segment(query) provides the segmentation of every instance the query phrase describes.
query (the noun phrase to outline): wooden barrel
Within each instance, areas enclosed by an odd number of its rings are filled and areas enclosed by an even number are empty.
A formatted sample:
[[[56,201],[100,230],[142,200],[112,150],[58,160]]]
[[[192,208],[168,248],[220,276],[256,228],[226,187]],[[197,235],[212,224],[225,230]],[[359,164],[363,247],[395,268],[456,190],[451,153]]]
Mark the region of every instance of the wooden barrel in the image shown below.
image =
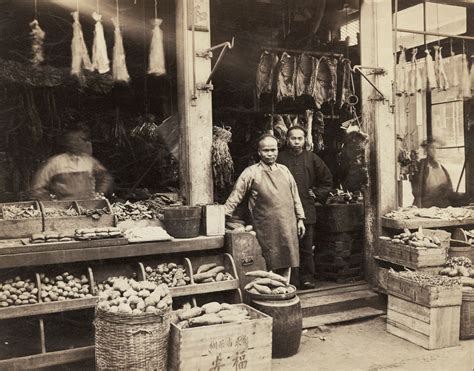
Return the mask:
[[[272,357],[295,355],[300,347],[303,328],[298,296],[289,300],[253,300],[252,306],[273,318]]]

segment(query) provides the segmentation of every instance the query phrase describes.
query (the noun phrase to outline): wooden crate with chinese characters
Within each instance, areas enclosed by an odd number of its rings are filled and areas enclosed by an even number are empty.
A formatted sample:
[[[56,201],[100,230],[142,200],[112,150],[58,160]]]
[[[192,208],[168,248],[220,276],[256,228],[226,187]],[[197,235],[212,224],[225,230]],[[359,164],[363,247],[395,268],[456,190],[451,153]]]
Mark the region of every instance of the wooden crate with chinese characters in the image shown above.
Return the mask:
[[[272,318],[245,307],[252,319],[180,329],[171,324],[168,369],[225,371],[271,369]]]

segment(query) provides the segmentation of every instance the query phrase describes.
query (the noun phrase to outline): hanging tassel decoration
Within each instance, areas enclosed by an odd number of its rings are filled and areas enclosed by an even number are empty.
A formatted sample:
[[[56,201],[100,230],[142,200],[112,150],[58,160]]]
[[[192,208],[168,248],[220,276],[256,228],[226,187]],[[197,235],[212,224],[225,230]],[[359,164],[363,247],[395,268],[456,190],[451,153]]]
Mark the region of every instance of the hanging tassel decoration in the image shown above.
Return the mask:
[[[44,62],[43,43],[46,33],[41,29],[36,19],[30,22],[30,27],[30,35],[33,40],[31,44],[31,54],[33,55],[33,57],[31,58],[31,62],[35,66],[39,66],[41,63]]]
[[[441,54],[442,49],[443,48],[440,46],[439,47],[439,52],[438,52],[439,88],[442,89],[442,90],[448,90],[449,89],[449,82],[448,82],[448,76],[446,75],[446,71],[444,69],[443,55]]]
[[[102,26],[102,15],[94,12],[92,18],[95,21],[94,44],[92,46],[92,66],[99,73],[110,71],[109,57],[107,56],[107,44],[105,43],[104,27]]]
[[[79,23],[79,12],[72,12],[72,18],[74,23],[72,24],[72,63],[71,63],[71,75],[80,76],[82,69],[93,71],[92,63],[89,58],[89,52],[87,51],[86,42],[84,41],[84,35],[82,34],[82,27]]]
[[[407,59],[405,55],[405,48],[400,45],[400,57],[397,65],[397,95],[401,96],[406,93],[406,73],[407,73]]]
[[[471,90],[474,90],[474,55],[471,55]]]
[[[112,77],[115,81],[128,82],[130,76],[128,75],[127,65],[125,63],[125,50],[123,48],[122,33],[120,32],[120,24],[118,18],[112,18],[115,26],[115,42],[114,42],[114,56],[112,64]]]
[[[467,65],[467,55],[462,55],[461,86],[459,90],[460,98],[471,97],[471,80],[469,76],[469,66]]]
[[[431,58],[430,51],[428,49],[425,50],[426,57],[426,89],[434,89],[436,88],[436,74],[435,68],[433,63],[433,58]]]
[[[165,50],[163,46],[163,31],[161,30],[162,19],[155,18],[153,36],[150,44],[150,58],[148,62],[148,73],[154,76],[162,76],[166,73]]]

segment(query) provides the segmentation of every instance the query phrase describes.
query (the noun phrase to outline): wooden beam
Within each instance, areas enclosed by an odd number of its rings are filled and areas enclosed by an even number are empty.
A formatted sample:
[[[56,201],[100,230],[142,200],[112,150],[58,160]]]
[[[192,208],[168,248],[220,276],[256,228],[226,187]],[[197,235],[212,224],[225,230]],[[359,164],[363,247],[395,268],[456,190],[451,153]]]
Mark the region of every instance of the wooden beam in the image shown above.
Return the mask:
[[[211,73],[211,60],[196,57],[196,52],[210,47],[209,18],[209,0],[176,1],[179,174],[181,193],[188,205],[213,202],[212,94],[196,88]]]
[[[384,68],[386,75],[370,75],[388,102],[373,100],[378,94],[361,83],[364,130],[370,138],[367,154],[369,185],[365,194],[366,279],[375,284],[375,245],[380,235],[380,216],[397,207],[395,118],[391,113],[394,62],[391,1],[365,0],[360,11],[361,64]]]

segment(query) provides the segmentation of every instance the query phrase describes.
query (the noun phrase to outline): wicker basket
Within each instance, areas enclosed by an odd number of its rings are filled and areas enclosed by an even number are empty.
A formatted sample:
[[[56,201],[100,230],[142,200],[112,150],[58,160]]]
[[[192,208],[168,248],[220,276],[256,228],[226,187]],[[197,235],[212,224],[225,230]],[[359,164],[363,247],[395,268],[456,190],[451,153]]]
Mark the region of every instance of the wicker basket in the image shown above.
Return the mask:
[[[96,310],[97,370],[167,369],[171,309],[129,315]]]
[[[474,339],[474,291],[462,293],[461,340]]]

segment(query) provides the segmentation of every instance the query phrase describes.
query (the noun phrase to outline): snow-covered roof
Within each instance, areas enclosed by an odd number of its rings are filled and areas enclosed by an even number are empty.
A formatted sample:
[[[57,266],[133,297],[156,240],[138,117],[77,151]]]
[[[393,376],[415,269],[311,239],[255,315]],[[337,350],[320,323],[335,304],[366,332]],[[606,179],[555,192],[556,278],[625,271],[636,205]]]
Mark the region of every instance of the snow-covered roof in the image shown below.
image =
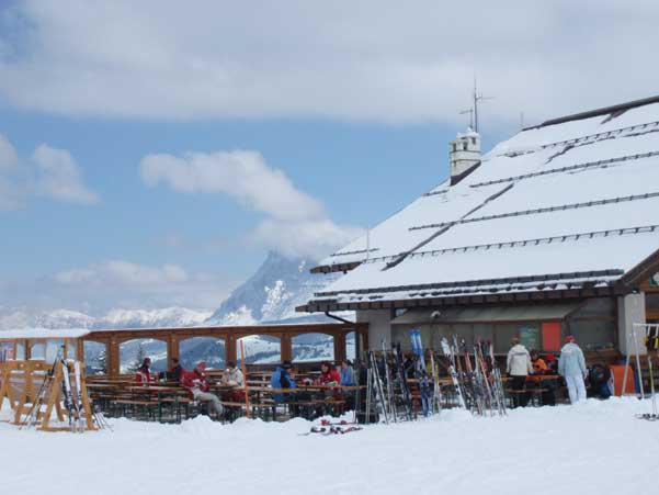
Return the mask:
[[[366,256],[366,245],[370,248]],[[334,304],[612,285],[659,248],[659,99],[549,121],[321,262]]]
[[[14,339],[50,339],[58,340],[65,338],[80,338],[89,335],[90,330],[86,328],[21,328],[15,330],[0,330],[0,340]]]

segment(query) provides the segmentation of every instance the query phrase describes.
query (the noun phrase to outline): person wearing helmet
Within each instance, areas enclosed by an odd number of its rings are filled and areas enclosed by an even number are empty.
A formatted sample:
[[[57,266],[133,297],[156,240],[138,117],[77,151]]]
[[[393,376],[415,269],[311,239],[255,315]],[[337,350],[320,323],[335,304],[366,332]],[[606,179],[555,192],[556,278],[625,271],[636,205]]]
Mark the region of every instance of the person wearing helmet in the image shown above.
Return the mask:
[[[529,403],[526,390],[526,378],[533,373],[533,364],[529,350],[520,344],[520,339],[512,339],[512,347],[508,351],[505,371],[511,379],[511,387],[515,391],[514,406],[525,407]]]
[[[151,358],[144,358],[140,367],[135,372],[135,383],[138,385],[148,385],[151,383]]]
[[[205,374],[206,362],[200,361],[194,370],[185,373],[181,383],[190,391],[192,398],[197,402],[207,402],[212,405],[215,417],[219,419],[224,413],[224,407],[217,395],[208,392],[208,379]]]
[[[568,335],[566,344],[560,349],[558,358],[558,373],[565,379],[568,385],[568,395],[570,403],[576,404],[579,401],[586,401],[586,385],[583,381],[588,376],[586,359],[581,348],[575,344],[575,337]]]

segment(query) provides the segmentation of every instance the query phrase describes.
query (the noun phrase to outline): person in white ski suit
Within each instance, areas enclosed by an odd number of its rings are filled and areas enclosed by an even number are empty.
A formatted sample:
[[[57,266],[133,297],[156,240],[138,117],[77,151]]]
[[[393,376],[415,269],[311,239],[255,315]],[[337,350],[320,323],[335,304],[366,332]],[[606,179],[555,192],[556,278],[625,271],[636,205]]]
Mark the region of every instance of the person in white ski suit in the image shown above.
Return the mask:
* * * *
Given exercise —
Repeat the records above exactly, leaving out any pictures they contain.

Exercise output —
segment(query) provides the segmentation of every instance the query phrase describes.
query (the noun phrase to outline): wooden barrel
Within each instance, areas enclosed by an odd number of its rings are filled and areas enclosed by an even number are empty.
A formatted sample:
[[[56,201],[100,230],[142,200],[112,150],[58,160]]]
[[[192,208],[168,248],[220,276],[256,228],[226,187]],[[197,235],[212,224],[225,230]],[[359,164],[363,247],[395,268],[456,190],[451,153]]]
Mark the region of every instance of the wooden barrel in the image shown below.
image =
Return the mask:
[[[272,357],[295,355],[300,347],[303,328],[298,296],[289,300],[253,300],[252,306],[273,318]]]

segment(query) provides the segmentation of every instance the query phrase describes.
query (the noun phrase to outline): wooden crate with chinese characters
Within each instance, areas enclosed by an odd number of its rings are filled and areas enclosed by an even number are empty.
A formatted sample:
[[[56,201],[100,230],[142,200],[112,150],[58,160]]]
[[[192,208],[168,248],[220,276],[256,228],[226,187]],[[197,235],[212,224],[225,230]],[[359,164],[363,247],[395,268],[456,190],[451,153]]]
Mark the region of every instance of the wooden crate with chinese characters in the image shown above.
Return the mask:
[[[272,318],[245,307],[252,319],[180,329],[171,324],[168,369],[225,371],[271,369]]]

segment(query) provides the segmentation of every instance the query phrase describes.
query (the noun phrase to outline): hanging tassel decoration
Within each instance, areas enclosed by an odd number of its rings are filled and areas enclosed by an even number are empty.
A formatted sample:
[[[56,201],[100,230],[142,200],[112,150],[58,160]]]
[[[192,208],[168,248],[220,276],[256,228],[226,187]],[[197,235],[212,224],[225,230]],[[359,164],[363,247],[395,268],[456,190],[451,153]]]
Mark the region of every instance of the hanging tassel decoration in the image shown above.
Return the mask:
[[[44,62],[43,43],[46,33],[41,29],[36,19],[30,22],[30,27],[30,35],[33,40],[31,44],[31,54],[33,55],[33,57],[31,58],[31,62],[35,66],[39,66],[41,63]]]
[[[441,54],[442,49],[443,48],[440,46],[439,47],[439,52],[438,52],[439,88],[442,89],[442,90],[448,90],[449,89],[449,82],[448,82],[448,76],[446,75],[446,71],[444,69],[443,55]]]
[[[102,26],[102,15],[94,12],[92,18],[95,21],[94,44],[92,46],[92,66],[99,73],[110,71],[109,57],[107,56],[107,44],[105,43],[104,27]]]
[[[79,23],[79,12],[72,12],[72,18],[74,23],[72,24],[72,63],[71,63],[71,75],[80,76],[82,69],[93,71],[92,63],[89,58],[89,52],[87,51],[86,42],[84,41],[84,35],[82,34],[82,27]]]
[[[407,59],[405,55],[405,48],[400,45],[400,57],[397,65],[397,95],[401,96],[406,93],[406,73],[407,73]]]
[[[471,90],[474,90],[474,55],[471,55]]]
[[[112,77],[115,81],[128,82],[130,76],[128,75],[127,65],[125,63],[125,50],[123,48],[122,33],[120,32],[120,24],[118,18],[112,18],[115,26],[115,42],[114,42],[114,56],[112,64]]]
[[[467,65],[467,55],[462,55],[461,86],[459,90],[460,98],[471,97],[471,80],[469,76],[469,66]]]
[[[431,58],[430,51],[428,49],[425,50],[426,57],[426,89],[434,89],[436,88],[436,74],[435,68],[433,63],[433,58]]]
[[[165,50],[163,46],[163,31],[161,30],[162,19],[155,18],[153,36],[150,44],[150,58],[148,62],[148,73],[154,76],[162,76],[166,73]]]

segment(query) provides the segmentation of every instance the query phrase describes.
query (the noun phrase to outline): wooden beam
Within each instance, areas enclosed by an odd number of its rings are filled and areas enclosed by an even number are empty.
A formatted sample:
[[[56,201],[100,230],[142,200],[112,150],[58,160]]]
[[[192,208],[168,248],[220,276],[256,228],[226,187]],[[197,235],[212,224],[225,230]],[[359,164],[363,247],[395,268],[456,190],[451,153]]]
Mark the region of every instance of the wooden beam in the image shown above.
Return the mask:
[[[211,73],[211,60],[196,57],[196,52],[210,47],[209,18],[209,0],[176,1],[179,174],[181,193],[188,205],[213,202],[212,94],[196,88]]]
[[[384,68],[386,75],[370,75],[388,102],[373,100],[378,94],[361,83],[364,130],[370,138],[367,154],[369,185],[365,194],[366,279],[375,284],[375,245],[380,235],[380,216],[397,207],[395,118],[391,113],[394,62],[391,1],[365,0],[360,11],[361,64]]]

segment(query) provides the segmentation of every instance the query phrase describes.
query (the noun phrase to outline): wicker basket
Within each instance, areas enclosed by an odd number of its rings are filled and areas enclosed by an even number are empty.
A formatted sample:
[[[56,201],[100,230],[142,200],[112,150],[58,160]]]
[[[192,208],[168,248],[220,276],[256,228],[226,187]],[[197,235],[212,224],[225,230]],[[359,164],[363,247],[395,268],[456,190],[451,153]]]
Mark the region of every instance of the wicker basket in the image shown above.
Return the mask:
[[[96,310],[97,370],[167,369],[171,309],[129,315]]]
[[[474,339],[474,291],[462,293],[461,340]]]

segment(query) provides the segmentation of every instance the query phrase describes.
query (the noun phrase to outline): snow-covered roof
Within each instance, areas enclosed by an odd number of its rings are filled and areas enclosed by an even number are empty.
A formatted sample:
[[[57,266],[133,297],[156,240],[138,117],[77,151]]]
[[[393,376],[415,269],[311,239],[255,315]],[[337,350],[320,323],[335,304],[366,332]],[[606,179],[555,192],[556,278],[625,271],[636,205]]]
Mark the region of every instance of the snow-covered roof in the image shown below.
image =
Return the mask:
[[[366,256],[366,245],[370,248]],[[334,304],[612,285],[659,248],[659,99],[549,121],[321,262]]]
[[[14,339],[50,339],[58,340],[65,338],[80,338],[89,335],[90,330],[86,328],[21,328],[15,330],[0,330],[0,340]]]

segment(query) provides the segmentation of every instance the query phrase describes.
query (the noun phrase to outline): person wearing helmet
Within each instance, areas enclosed by an odd number of its rings are filled and areas enclosed by an even number are empty.
A formatted sample:
[[[57,266],[133,297],[156,240],[138,117],[77,151]]]
[[[393,376],[415,269],[311,239],[255,315]],[[337,350],[320,323],[335,304],[366,332]],[[606,179],[555,192],[556,278],[625,271],[636,205]]]
Mark the region of every instance of the person wearing helmet in the image shown above.
Return the mask:
[[[529,403],[526,390],[526,378],[533,373],[533,364],[529,350],[520,344],[520,339],[512,339],[512,347],[508,351],[505,371],[511,379],[511,387],[515,391],[514,406],[525,407]]]
[[[151,358],[144,358],[140,367],[135,372],[135,383],[138,385],[148,385],[151,383]]]
[[[205,374],[206,362],[200,361],[194,370],[185,373],[181,383],[190,391],[192,398],[197,402],[207,402],[212,405],[215,417],[219,419],[224,413],[224,407],[217,395],[208,392],[208,379]]]
[[[568,335],[566,344],[560,349],[558,358],[558,373],[565,379],[568,385],[568,395],[570,403],[576,404],[579,401],[586,401],[586,385],[583,381],[588,376],[586,359],[581,348],[575,344],[575,337]]]

segment(query) provides the segmentation of every instance the query phrase describes.
query (the noun phrase to outline): person in white ski suit
Within each instance, areas enclosed by an odd number of its rings are filled and areas enclosed by an even number are empty.
A formatted sample:
[[[57,266],[133,297],[156,240],[138,117],[77,151]]]
[[[393,376],[415,269],[311,239],[255,315]],[[337,350],[320,323],[335,304],[366,332]],[[606,179],[555,192],[556,278],[625,271],[636,205]]]
Mark the region of every instance of the person in white ski suit in the image shown above.
Return the mask:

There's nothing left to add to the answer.